* [TASKS TO PERFORM]
**A.** The passage on Sam Gardiner's Gulf II report lists the ways it says the United States and UK strategic influence campaign went wrong or will matter. Name all of them.
**B.** Summarize the passage on Sam Gardiner's Gulf II report in two sentences.
**C.** Write a continuation of the passage on Sam Gardiner's Gulf II report, starting right after its final line.

** Begin DOCUMENT PASSAGE **

"It was not bad intelligence. It was much more. It was an orchestrated effort. It began before the war, was a major effort during the war and continues as post-conflict distortions." -- Retired Colonol Sam Gardiner, USAF
What began as a personal quest (with help from the late Mark Fineman/ LATimes) to study the use of `spin' by this administration during the lead-up to war eventually led Gardiner to a much broader investigation (sound familiar?): "Washington and London did not trust the people of their democracies to come to the right decisions." Instead, "there were over 50 stories manufactured or at least engineered that distorted the picture of Gulf II."
The Niger story was one of those 50.
Gardiner's study offers background info helpful for us to review as we await the conclusion of Fitzgerald's investigation. Niger references below the fold...
Gardiner's full report available from USNews.com in 6 parts:
1 - 2 - 3 - 4 - 5 - 6
(Niger references from pdf file # 5)
Two years ago this month, retired USAF Colonel Sam Gardiner (a teacher of strategy and military operations in the National War College, Air War College and Naval War College) issued a report entitled, "Truth from These Podia: Summary of a Study of Strategic Influence, Perception Management, Strategic Information Warfare and Strategic Psychological Operations in Gulf II".
The report had been researched and written by himself and Mark Fineman of the LATimes. (Fineman was to die of an apparent heart attack while on assignment in Baghdad only days before the report was released.)
In it, Gardiner said The United States (and UK) conducted a strategic influence campaign that:
- distorted perceptions of the situation both before and during the conflict.
- caused misdirection of portions of the military operation.
- was irresponsible in parts.
- might have been illegal in ways.
- cost big bucks.
- will be even more serious in the future.
Main conclusions:
- The assumptions of some in the government: the people of the United States and the United Kingdom will come to a wrong decision if they are given the truth.
- We probably have taken "Information Warfare" too far.

** End DOCUMENT PASSAGE **
** Begin DATA PROVIDED **

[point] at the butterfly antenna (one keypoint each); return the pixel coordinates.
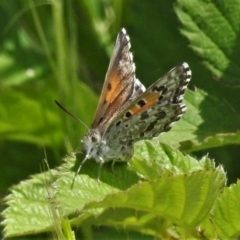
(65, 110)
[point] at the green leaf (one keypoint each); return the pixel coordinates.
(226, 214)
(181, 191)
(212, 29)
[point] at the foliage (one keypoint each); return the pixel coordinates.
(60, 50)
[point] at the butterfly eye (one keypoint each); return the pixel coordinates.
(94, 138)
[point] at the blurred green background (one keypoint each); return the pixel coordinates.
(60, 50)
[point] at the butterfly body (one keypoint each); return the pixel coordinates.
(127, 112)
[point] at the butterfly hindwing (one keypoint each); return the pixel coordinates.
(154, 111)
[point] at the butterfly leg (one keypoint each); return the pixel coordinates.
(100, 168)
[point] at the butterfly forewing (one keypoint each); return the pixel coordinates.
(154, 111)
(120, 83)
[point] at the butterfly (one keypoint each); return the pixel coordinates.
(127, 112)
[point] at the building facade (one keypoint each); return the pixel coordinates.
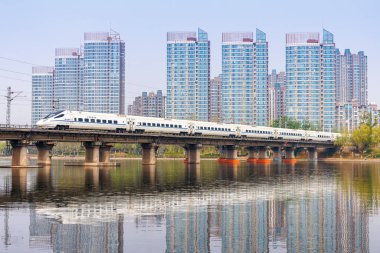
(188, 75)
(310, 79)
(351, 90)
(148, 105)
(276, 95)
(42, 92)
(104, 73)
(245, 78)
(68, 79)
(215, 99)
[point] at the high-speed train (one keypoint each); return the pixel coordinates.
(63, 120)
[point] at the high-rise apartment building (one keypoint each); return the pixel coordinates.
(351, 72)
(310, 78)
(92, 79)
(215, 99)
(148, 105)
(351, 89)
(276, 95)
(188, 75)
(104, 73)
(245, 78)
(42, 92)
(68, 79)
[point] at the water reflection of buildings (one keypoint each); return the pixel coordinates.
(277, 209)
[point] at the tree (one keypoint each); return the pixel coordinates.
(362, 138)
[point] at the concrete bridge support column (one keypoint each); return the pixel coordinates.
(92, 153)
(149, 153)
(44, 152)
(104, 153)
(263, 155)
(312, 154)
(252, 154)
(19, 153)
(276, 153)
(229, 154)
(289, 155)
(193, 153)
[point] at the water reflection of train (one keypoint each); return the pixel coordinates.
(64, 120)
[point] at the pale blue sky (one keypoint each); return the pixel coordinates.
(31, 30)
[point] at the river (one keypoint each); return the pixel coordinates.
(175, 207)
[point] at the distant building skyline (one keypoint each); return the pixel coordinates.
(148, 105)
(245, 78)
(310, 78)
(188, 75)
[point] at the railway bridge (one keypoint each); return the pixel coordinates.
(99, 143)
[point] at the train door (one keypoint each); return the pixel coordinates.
(191, 128)
(131, 126)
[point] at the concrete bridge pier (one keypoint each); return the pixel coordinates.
(312, 154)
(149, 153)
(193, 153)
(19, 153)
(92, 153)
(44, 152)
(104, 153)
(276, 153)
(263, 155)
(289, 155)
(229, 154)
(252, 154)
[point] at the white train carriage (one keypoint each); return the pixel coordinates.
(215, 129)
(158, 125)
(258, 132)
(84, 120)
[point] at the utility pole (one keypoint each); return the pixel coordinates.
(11, 95)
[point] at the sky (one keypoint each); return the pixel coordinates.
(31, 30)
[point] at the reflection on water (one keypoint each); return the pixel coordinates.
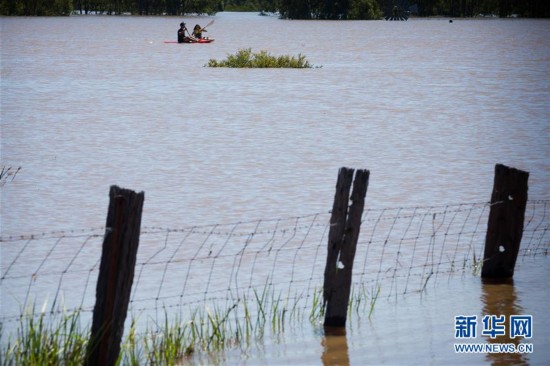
(499, 298)
(335, 347)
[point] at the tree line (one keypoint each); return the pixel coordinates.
(290, 9)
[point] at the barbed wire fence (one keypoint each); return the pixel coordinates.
(400, 250)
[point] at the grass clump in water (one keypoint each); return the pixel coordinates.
(245, 58)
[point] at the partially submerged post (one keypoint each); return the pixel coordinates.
(505, 226)
(345, 223)
(116, 274)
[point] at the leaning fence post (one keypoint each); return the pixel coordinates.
(345, 224)
(505, 225)
(116, 274)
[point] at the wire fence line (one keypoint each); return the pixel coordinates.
(400, 251)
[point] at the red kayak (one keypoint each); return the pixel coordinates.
(190, 40)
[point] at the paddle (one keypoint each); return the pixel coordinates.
(208, 25)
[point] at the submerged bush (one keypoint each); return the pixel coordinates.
(244, 58)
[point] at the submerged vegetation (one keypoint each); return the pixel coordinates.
(52, 340)
(245, 58)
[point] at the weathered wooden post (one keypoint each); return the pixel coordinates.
(116, 274)
(505, 226)
(345, 223)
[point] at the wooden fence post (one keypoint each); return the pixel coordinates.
(505, 226)
(345, 224)
(116, 274)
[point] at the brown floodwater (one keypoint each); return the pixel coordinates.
(239, 167)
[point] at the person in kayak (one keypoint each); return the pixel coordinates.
(197, 31)
(181, 33)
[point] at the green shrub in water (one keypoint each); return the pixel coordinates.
(245, 58)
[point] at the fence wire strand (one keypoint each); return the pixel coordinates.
(400, 250)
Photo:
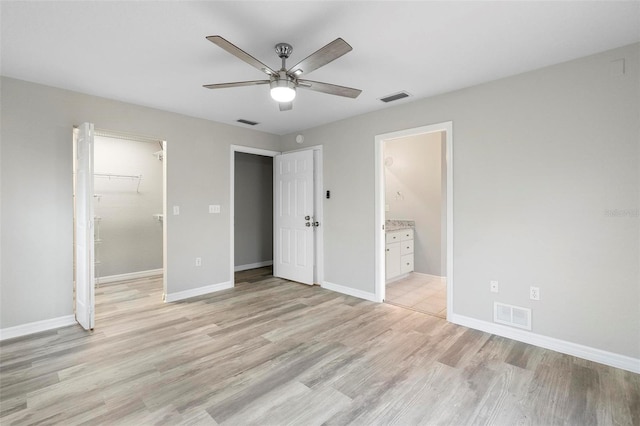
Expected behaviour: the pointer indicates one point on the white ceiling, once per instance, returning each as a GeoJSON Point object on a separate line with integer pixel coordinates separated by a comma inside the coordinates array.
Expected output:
{"type": "Point", "coordinates": [154, 53]}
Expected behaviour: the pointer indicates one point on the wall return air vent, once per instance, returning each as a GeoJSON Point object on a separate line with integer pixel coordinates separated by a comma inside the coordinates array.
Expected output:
{"type": "Point", "coordinates": [395, 97]}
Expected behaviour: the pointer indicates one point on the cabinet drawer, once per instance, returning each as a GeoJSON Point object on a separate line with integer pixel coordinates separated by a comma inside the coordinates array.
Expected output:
{"type": "Point", "coordinates": [406, 263]}
{"type": "Point", "coordinates": [393, 236]}
{"type": "Point", "coordinates": [406, 234]}
{"type": "Point", "coordinates": [406, 247]}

** End DATA PROVIDED **

* [SOLVED PROBLEMS]
**A.**
- It distorted perceptions of the situation both before and during the conflict.
- It caused misdirection of portions of the military operation.
- It was irresponsible in parts.
- It might have been illegal in ways.
- It cost big bucks.
- It will be even more serious in the future.

**B.** Retired USAF Colonel Sam Gardiner and the late Mark Fineman of the LATimes researched and wrote "Truth from These Podia," a report stating that the United States and UK ran a strategic influence campaign that distorted perceptions before and during Gulf II through over 50 manufactured or engineered stories, one of them the Niger story. Among its main conclusions, some in government assumed the people of both countries would come to a wrong decision if given the truth, and "Information Warfare" has probably been taken too far.

**C.**
- We allowed strategic psychological operations to become part of public affairs.
- We failed to make adequate distinction between strategic influence stuff and intelligence.
- Message became more important than performance.
Gardiner charged that the Pentagon and White House's "information warfare, strategic influence, strategic psychological operations pushed their way into the important process of informing the peoples of our two democracies. The United States and the UK got too good at the concepts they had been developing for future warfare."
And they got good at in on us...and not the enemy.
They told us what they were going to do. The Department of Defense created a rather significant press storm early in 2002 when it was revealed that there were plans to create an office to do strategic influence. Efforts to create the office were brought to a halt with White House agreement. In November, the Secretary of Defense announced in a press conference [...] that he was just kidding when he said he would not do strategic influence.
The White House gave a similar warning. Andrew Card, the President's Chief of Staff, told us they would do a major campaign to sell the war. Alastair Campbell, Tony Blair's just-resigned Strategy (and Communications) Director, was orchestrating the same on the other side of the Atlantic.
Then they told us again what they were going to do:
"And then there was the Office of Strategic Influence. You may recall that. And `oh my goodness gracious isn't that terrible, Henny Penny the sky is going to fall.' I went down the next day and said fine, if you want to savage the thing fine I'll give you the corpse. There's the name. You can have the name, but I'm gonna keep doing every single thing that needs to be done and I have." - Rumsfeld, November 18, 2002
Lest we think this was all about propaganda, it was not. (Btw, the Gardiner study covers many more angles besides the Niger one reviewed below. It's well worth a look if you haven't reviewed the document in a couple of years.)
Gardiner conjectured that Niger might have been a black propaganda or a black program:
- Niger nuclear materials documents came to the CIA through the Italians and the British.
- Mentioned in the President's State of the Union Address.
- Reported in the September UK Dossier on the threat from Iraq.
- >>> February - Joseph Wilson to Africa to investigate the reports.
- >>> Sep 24th - CIA to Congressional committee
- >>> Sept 26th - Powell in closed hearing
- >>> Dec 19th - State position paper; first public
- >>> Jan 28th - State of the Union Message
- >>> Mar 7th - IAEA reveal forgeries
- Fundamental questions is who had to gain by forging these documents?
To answer the last question on the above list, Gardiner offered 3 possibilities:
- By someone in the US Government other than the CIA.
- By parts the Defense Department.
- By Israeli intelligence (who were participating with the DoD in the Iraq collection effort).
Some interesting facts in the study arrive in the form of George Galloway. Remember him?
Galloway was the feisty British member of Parliament who came to Washington, DC earlier this year to defend himself against charges that he'd enriched himself through Iraq's oil-for-food program. Apparently, that's not all the powers that be were trying to pin on him.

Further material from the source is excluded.